> **RECORD LIST**:
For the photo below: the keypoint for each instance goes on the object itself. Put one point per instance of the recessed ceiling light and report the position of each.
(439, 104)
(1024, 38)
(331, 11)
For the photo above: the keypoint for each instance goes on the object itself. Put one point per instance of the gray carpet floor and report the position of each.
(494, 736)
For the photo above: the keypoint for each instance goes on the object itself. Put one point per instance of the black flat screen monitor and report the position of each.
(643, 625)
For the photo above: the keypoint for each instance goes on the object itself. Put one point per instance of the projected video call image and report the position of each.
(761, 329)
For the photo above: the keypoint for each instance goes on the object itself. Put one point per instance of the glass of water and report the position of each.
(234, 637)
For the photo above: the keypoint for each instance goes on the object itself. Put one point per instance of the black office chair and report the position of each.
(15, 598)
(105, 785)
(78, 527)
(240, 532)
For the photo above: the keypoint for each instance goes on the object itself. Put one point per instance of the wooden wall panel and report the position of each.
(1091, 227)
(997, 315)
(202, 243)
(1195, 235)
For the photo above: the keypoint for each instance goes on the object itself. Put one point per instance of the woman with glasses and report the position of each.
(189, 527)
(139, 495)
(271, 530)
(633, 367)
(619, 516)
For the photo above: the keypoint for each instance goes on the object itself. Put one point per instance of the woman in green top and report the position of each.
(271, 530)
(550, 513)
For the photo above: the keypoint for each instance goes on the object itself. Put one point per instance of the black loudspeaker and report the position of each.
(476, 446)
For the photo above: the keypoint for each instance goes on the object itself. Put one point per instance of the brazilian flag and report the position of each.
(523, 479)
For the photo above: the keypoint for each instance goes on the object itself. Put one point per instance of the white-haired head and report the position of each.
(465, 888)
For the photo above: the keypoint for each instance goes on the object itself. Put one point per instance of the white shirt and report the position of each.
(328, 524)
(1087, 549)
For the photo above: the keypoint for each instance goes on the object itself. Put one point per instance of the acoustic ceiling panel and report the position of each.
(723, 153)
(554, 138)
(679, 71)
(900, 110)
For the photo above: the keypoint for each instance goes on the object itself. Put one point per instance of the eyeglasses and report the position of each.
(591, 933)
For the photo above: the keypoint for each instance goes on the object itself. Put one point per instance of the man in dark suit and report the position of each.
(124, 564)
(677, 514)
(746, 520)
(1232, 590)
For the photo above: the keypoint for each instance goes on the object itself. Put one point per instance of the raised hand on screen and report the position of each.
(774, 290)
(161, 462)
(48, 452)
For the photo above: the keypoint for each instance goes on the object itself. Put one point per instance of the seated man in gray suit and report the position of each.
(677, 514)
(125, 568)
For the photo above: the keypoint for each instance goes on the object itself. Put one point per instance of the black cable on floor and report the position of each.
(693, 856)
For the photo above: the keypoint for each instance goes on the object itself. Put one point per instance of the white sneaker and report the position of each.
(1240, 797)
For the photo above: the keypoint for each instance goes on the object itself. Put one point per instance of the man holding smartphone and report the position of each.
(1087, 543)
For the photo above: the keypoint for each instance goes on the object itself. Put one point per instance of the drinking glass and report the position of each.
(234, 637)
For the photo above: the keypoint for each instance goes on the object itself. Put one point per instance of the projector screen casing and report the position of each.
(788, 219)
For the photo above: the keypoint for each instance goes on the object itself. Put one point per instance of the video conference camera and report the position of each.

> **JOB**: Revise the records from the line containing "sneaker and report the position of each." through the end, replacing "drinking glass" with "water tumbler" and keeping all other wording unchanged. Give only those lines.

> **EXPECTED ANSWER**:
For the photo above: the keypoint for each instance goes on the object itself. Put one point per instance of the white sneaker and report the position of each.
(1240, 797)
For the photo above: the keypoint for each instance goes on the object itself. Put one point per instance of the man holding smartphone and report the position of each.
(1087, 543)
For the photo above: the keypoint for each instance goes on the object itself. Put one point per instance of the water tumbler and report the position of each.
(234, 637)
For the photo above: the keypoint for each instance goes on the object itself. Put one point per instance of the projector screen casing and report the position of each.
(788, 219)
For the photo above: the keypoint for each instance goes on the object itself. Put one point per instance of the video conference camera and report the position of each.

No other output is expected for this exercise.